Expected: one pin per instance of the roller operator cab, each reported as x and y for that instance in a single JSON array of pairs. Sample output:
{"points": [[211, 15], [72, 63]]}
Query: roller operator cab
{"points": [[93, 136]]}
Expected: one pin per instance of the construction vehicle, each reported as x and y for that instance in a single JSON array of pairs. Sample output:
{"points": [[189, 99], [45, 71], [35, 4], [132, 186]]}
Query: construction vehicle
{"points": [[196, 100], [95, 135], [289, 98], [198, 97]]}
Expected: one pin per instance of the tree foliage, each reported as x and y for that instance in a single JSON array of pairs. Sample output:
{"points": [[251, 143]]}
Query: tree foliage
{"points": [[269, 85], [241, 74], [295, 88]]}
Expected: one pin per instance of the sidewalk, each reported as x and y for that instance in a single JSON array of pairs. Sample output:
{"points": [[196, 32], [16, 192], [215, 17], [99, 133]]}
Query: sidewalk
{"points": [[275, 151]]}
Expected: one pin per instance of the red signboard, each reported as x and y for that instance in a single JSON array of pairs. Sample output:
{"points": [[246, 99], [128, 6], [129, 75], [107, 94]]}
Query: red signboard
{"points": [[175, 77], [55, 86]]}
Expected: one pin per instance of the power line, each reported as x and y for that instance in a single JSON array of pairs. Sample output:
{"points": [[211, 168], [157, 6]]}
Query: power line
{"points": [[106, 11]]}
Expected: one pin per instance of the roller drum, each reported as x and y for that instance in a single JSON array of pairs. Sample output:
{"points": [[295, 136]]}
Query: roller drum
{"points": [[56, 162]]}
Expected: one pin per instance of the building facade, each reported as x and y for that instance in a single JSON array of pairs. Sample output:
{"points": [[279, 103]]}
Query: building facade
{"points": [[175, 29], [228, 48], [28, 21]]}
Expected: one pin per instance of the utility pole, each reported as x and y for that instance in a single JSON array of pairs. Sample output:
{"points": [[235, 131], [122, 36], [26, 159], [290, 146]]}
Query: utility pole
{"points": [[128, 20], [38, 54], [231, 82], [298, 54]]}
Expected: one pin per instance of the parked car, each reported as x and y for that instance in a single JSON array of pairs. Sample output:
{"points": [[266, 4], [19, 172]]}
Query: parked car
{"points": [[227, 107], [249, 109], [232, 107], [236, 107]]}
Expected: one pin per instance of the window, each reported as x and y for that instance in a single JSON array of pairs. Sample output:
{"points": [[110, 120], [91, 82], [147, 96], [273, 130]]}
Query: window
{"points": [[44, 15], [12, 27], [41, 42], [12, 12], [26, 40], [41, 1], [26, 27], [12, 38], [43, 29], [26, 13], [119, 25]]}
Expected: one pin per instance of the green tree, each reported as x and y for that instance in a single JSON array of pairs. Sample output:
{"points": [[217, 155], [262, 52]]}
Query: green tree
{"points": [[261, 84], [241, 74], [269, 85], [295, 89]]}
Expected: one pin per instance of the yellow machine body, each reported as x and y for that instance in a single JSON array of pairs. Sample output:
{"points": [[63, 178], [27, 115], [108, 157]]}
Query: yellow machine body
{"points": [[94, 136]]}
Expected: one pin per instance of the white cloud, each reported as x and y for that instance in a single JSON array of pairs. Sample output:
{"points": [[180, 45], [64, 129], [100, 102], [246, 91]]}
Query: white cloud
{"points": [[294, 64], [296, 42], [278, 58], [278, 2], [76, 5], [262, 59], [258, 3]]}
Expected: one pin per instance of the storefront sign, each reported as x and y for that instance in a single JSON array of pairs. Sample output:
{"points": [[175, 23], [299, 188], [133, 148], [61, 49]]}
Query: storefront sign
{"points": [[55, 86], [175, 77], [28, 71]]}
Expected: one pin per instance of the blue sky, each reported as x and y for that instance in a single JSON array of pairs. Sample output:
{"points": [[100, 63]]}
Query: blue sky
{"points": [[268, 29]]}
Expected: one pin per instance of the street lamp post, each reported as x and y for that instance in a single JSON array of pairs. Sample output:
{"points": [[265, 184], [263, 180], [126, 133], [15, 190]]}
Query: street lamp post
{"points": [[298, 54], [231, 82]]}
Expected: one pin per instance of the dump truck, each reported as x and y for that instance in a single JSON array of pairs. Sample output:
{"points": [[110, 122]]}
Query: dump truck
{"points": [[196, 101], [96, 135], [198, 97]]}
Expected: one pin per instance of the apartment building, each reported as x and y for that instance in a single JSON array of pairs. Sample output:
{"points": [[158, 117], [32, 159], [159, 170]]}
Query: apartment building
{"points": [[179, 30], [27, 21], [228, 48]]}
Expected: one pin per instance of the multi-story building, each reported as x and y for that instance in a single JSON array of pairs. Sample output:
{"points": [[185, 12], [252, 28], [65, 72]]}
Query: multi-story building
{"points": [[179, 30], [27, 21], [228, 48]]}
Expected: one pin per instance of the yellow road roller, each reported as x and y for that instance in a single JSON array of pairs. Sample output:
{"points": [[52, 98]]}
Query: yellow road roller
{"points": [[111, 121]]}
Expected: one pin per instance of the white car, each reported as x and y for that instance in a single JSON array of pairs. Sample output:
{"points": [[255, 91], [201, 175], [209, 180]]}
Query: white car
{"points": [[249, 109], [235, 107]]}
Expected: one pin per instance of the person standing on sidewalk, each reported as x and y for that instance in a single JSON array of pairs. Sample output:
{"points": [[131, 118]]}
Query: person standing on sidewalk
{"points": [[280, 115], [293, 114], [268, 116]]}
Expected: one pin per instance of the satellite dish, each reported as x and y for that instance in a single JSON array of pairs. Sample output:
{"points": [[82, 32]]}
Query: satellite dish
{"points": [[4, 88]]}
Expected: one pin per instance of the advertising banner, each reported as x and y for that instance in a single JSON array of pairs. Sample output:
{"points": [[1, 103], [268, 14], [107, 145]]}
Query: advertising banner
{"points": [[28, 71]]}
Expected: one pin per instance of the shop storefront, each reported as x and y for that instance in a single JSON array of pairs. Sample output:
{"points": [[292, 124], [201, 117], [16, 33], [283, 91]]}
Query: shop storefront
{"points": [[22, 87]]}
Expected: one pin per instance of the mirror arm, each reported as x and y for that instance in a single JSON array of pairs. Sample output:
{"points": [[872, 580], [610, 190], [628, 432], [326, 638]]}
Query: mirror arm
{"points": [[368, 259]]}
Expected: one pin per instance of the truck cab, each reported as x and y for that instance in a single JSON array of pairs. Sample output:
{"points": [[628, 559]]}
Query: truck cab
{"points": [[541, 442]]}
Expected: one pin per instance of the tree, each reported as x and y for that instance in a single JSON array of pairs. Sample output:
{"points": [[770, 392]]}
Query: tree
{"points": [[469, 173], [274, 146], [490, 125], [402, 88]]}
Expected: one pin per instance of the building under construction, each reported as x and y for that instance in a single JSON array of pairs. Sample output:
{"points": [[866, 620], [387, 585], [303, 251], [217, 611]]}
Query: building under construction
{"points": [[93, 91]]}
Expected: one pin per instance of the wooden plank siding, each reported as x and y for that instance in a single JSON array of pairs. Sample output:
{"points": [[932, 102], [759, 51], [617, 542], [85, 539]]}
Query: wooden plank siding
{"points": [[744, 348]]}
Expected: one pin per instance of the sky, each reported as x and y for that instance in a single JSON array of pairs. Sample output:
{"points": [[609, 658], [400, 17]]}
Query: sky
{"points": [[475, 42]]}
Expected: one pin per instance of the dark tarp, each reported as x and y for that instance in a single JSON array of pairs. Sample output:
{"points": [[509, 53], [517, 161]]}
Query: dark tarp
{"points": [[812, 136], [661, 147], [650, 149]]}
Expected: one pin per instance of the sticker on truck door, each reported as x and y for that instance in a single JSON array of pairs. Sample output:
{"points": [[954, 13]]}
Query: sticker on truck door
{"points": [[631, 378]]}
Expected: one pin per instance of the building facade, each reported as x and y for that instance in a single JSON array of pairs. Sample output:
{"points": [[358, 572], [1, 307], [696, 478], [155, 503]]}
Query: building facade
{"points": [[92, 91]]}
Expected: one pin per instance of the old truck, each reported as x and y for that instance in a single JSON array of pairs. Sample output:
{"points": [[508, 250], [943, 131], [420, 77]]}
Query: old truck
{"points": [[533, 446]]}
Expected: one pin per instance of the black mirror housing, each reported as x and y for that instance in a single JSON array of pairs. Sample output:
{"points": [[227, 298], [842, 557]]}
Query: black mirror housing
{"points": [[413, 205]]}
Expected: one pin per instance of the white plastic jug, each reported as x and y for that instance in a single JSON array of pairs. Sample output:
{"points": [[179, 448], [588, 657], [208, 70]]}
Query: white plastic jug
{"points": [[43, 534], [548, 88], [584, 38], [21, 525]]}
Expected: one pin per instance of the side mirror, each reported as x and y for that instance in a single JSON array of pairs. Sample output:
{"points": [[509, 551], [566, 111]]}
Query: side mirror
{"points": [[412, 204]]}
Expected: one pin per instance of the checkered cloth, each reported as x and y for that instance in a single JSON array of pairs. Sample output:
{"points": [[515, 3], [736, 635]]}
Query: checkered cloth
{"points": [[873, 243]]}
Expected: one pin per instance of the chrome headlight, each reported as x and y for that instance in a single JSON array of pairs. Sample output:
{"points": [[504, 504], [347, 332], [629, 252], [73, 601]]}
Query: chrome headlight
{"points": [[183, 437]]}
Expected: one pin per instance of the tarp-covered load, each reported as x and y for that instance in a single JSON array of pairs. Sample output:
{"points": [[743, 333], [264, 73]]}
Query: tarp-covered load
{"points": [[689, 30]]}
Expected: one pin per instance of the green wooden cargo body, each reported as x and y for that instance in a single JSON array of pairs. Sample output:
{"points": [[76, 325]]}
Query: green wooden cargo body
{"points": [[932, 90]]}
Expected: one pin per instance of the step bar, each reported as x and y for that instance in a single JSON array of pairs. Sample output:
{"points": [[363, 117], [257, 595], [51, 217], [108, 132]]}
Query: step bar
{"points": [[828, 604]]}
-- -- --
Short task: Rewrite the lines between the one containing "Expected: one pin per instance of the building under" and the one containing "Query: building under construction", inclusive, changing "building under construction" to "unfinished building" and leaving everything else in those lines unchanged.

Exercise result:
Expected: one pin per instance of the unfinished building, each reported as x and y for that instance in a single JSON array of pairs. Sample output:
{"points": [[866, 620], [387, 585], [303, 251], [217, 611]]}
Query: unfinished building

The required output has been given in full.